*TASK BRIEF*
Without any change, set down every record below.

*TASK DATA*
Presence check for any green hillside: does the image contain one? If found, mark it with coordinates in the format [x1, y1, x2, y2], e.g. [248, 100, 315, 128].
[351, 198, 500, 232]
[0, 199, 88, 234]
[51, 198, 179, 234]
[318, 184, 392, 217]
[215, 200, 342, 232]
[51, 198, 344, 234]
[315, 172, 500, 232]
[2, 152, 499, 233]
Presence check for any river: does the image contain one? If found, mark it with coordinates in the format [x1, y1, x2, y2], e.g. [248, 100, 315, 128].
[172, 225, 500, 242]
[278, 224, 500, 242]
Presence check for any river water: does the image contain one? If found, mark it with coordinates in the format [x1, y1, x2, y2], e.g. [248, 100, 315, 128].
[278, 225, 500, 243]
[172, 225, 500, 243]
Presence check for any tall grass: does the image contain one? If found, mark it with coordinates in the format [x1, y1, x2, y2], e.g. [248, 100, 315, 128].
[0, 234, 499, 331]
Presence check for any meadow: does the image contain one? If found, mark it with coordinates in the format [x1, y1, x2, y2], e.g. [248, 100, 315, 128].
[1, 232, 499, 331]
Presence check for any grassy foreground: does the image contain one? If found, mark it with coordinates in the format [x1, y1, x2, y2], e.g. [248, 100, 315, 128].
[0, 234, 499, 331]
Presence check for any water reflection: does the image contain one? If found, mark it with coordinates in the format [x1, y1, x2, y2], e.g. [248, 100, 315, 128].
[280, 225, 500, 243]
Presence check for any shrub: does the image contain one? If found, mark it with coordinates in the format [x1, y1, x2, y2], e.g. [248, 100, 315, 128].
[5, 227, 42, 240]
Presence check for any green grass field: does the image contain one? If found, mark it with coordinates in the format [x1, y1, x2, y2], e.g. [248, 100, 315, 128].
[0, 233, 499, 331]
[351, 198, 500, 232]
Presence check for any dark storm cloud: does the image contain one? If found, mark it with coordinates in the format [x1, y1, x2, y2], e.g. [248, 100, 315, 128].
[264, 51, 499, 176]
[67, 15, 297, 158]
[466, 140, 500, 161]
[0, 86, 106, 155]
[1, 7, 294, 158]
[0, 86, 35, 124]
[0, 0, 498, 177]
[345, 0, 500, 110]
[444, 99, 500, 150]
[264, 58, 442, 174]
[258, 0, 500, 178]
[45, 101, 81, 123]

*OUTPUT BELOW*
Presence check for any green hillside: does the image contain one? If found, mark it with coordinates in the format [x1, y1, x2, y2], e.g. [248, 100, 315, 128].
[351, 198, 500, 232]
[0, 199, 88, 234]
[51, 198, 179, 234]
[318, 184, 392, 217]
[215, 200, 342, 232]
[51, 198, 344, 234]
[315, 172, 500, 232]
[2, 152, 499, 233]
Presence check for any river: does the image contain one? If found, mark it with coordinates in the format [x1, y1, x2, y2], e.g. [248, 100, 315, 128].
[172, 225, 500, 242]
[278, 224, 500, 242]
Presence check for any river water: does the image contain one? If found, mark it with coordinates in the format [x1, y1, x2, y2], e.g. [248, 100, 315, 128].
[278, 225, 500, 243]
[172, 225, 500, 243]
Presence check for any tall grass: does the image contain one? If found, mark it with coordinates in the format [x1, y1, x2, y2], e.g. [248, 100, 315, 128].
[0, 234, 499, 331]
Presence check for any meadow: does the image contain one? If found, mark it with coordinates in the format [x1, y1, x2, y2], e.g. [248, 100, 315, 128].
[1, 232, 499, 331]
Presence check for any grassy foreground: does the image contain one? If found, mark it with coordinates in the format [x1, y1, x2, y2], e.g. [248, 100, 315, 128].
[0, 234, 499, 331]
Presence check for any water reflection: does the image contain one? If found, mark it with coordinates in the format [x1, y1, x2, y2], e.g. [248, 100, 315, 128].
[280, 225, 500, 243]
Presence check for any shrub: does the image contain one? If found, mark it with coordinates in the format [x1, y1, x2, y2], e.g. [248, 100, 315, 128].
[5, 227, 42, 240]
Presence check for any green grass field: does the image contain one? If found, mark it with coordinates in the format [x1, y1, x2, y2], e.g. [248, 100, 315, 128].
[0, 233, 499, 331]
[351, 198, 500, 232]
Presence check for any dark storm cloud: does the image contain one? If found, mark it with coordinates in the format [x1, y1, x2, y2], e.g. [248, 100, 315, 128].
[264, 51, 499, 176]
[67, 15, 297, 158]
[466, 140, 500, 161]
[0, 86, 106, 155]
[1, 7, 294, 158]
[0, 86, 35, 124]
[0, 0, 498, 177]
[345, 0, 500, 110]
[444, 99, 500, 150]
[264, 58, 442, 174]
[258, 0, 500, 178]
[45, 101, 81, 123]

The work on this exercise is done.